• EXERCISE SET
(A) Repeat word for word the stretch of the court opinion on Caramadre's trial counsel from "(1) there was" through "own willful blindness.".
(B) Write what comes next in the court opinion on Caramadre's trial counsel, picking up after its final sentence.

• PASSAGE PROVIDED
::::
Further, there is no evidence in the record that Caramadre asked trial counsel to contact Radhakrishnan's counsel or, after Radhakrishnan determined to represent himself, contact him directly, with respect to testifying for Caramadre. Nothing in Caramadre's affidavit ("Caramadre Aff.," ECF No. 267-2), indicates that Caramadre made such a request to counsel. He did, as noted above, eventually discuss hiring an investigator to interview other witnesses, but the record does not reflect that Radhakrishnan was ever mentioned. See Caramadre IV, 957 F. Supp. 2d at 176 n.13; (see also Day 2 Tr. 55, 63-68, 74-75; Day 3 Tr. 26-57; Day 4 Tr. 37-38, 79-80).

"The decision to interview potential witnesses, like the decision to present their testimony, must be evaluated in light of whatever trial strategy reasonably competent counsel devised in the context of the particular case." Lema, 987 F.2d at 55. Trial counsel testified at the hearing on Caramadre's motion to withdraw his guilty plea that their strategy was to show that:

(1) there was no conspiracy between Caramadre and Radhakrishnan; (2) to the extent Radhakrishnan did make misrepresentations to the terminally ill, he did so without Caramadre's knowledge or approval; (3) some of the alleged misrepresentations to the insurance companies were not misrepresentations at all while others were not material; and (4) the insurance companies either did not lose money or lost money due to their own willful blindness.
Caramadre IV, 957 F. Supp. 2d at 175; (see also Day 3 Tr. 20-22; Day 4 Tr. 20-21). While Radhakrishnan's affidavit, executed well over four years after the fact, appears to support the first two defenses (Radhakrishnan Aff. ¶¶ 12-23), counsel had no reason to suspect that that was the case, either prior to or during the trial. In fact, Mr. Lepizzera, one of Caramadre's two trial attorneys, testified that Caramadre had made certain "admissions" to him which led him to believe that there was a valid basis on which to enter the plea. (Day 2 Tr. 117-18, 126-27, 143; Day 3 Tr. 95-98, 113, 125, 158-59, 185); see also Caramadre IV, 957 F. Supp. 2d at 183 (citing Day 2 Tr. 117-18, 121, 126-27; Day 3 Tr. 194 ("Mr. Lepizzera and Mr. Traini both testified that they knew there was a factual basis to support the plea . . . ."); id. at 185 ("Mr. Lepizzera and Mr. Traini testified that they knew based on their investigation and based on admissions from Caramadre that the Statement of Facts was true.")).
::::
• DATA
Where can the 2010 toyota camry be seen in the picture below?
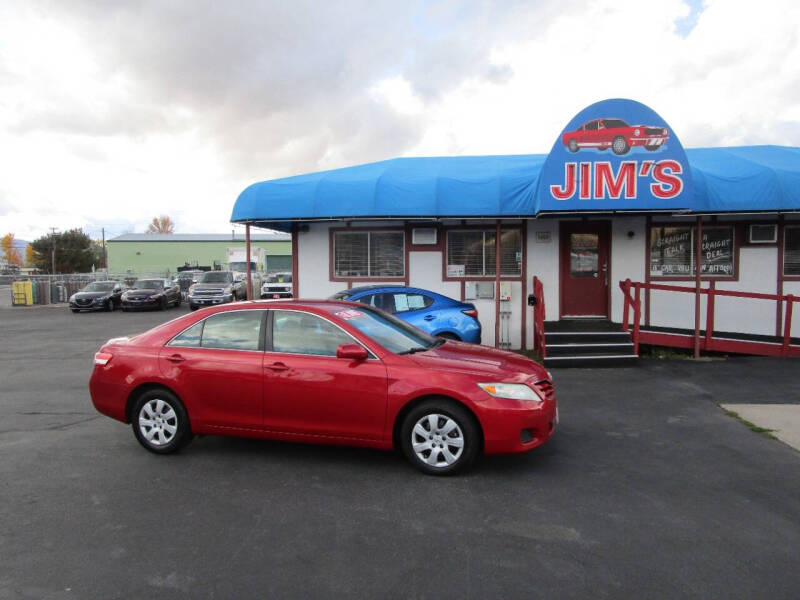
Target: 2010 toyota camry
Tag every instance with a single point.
(330, 372)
::::
• EXPECTED OUTPUTS
(A)
(1) there was no conspiracy between Caramadre and Radhakrishnan; (2) to the extent Radhakrishnan did make misrepresentations to the terminally ill, he did so without Caramadre's knowledge or approval; (3) some of the alleged misrepresentations to the insurance companies were not misrepresentations at all while others were not material; and (4) the insurance companies either did not lose money or lost money due to their own willful blindness.

(B)
Finally, Radhakrishnan pled guilty at the same time Caramadre did. (Transcript of November 19, 2012, Change of Plea hearing ("Plea Hr'g. Tr.") 25-26.) He admitted that he was guilty of the same two counts, Counts Three (wire fraud) and Nine (conspiracy) (id. at 17-18, 26; Plea Agreement, ¶ 1.a.) and agreed to the detailed statement of facts which was part of both Defendants' Plea Agreements. (Plea Hr'g. Tr. 25; Plea Agreement, Statement of Facts, ECF No. 105-1, ECF No. 106-1; see also Gov't Obj., Ex. A., ECF No. 271-1.) Thus, Radhakrishnan either committed perjury when he signed the Plea Agreement and testified at the change of plea hearing, or he is committing perjury now. "[A] defendant is normally bound by the representations he makes in open court at the time of his plea because they are 'more likely to be reliable than later versions prompted by second thoughts.'" Caramadre IV, 957 F. Supp. 2d at 167 (quoting United States v. Padilla-Galarza, 351 F.3d 594, 598 (1st Cir. 2003)); see also United States v. Gates, 709 F.3d 58, 69-70 (1st Cir. 2013) (same).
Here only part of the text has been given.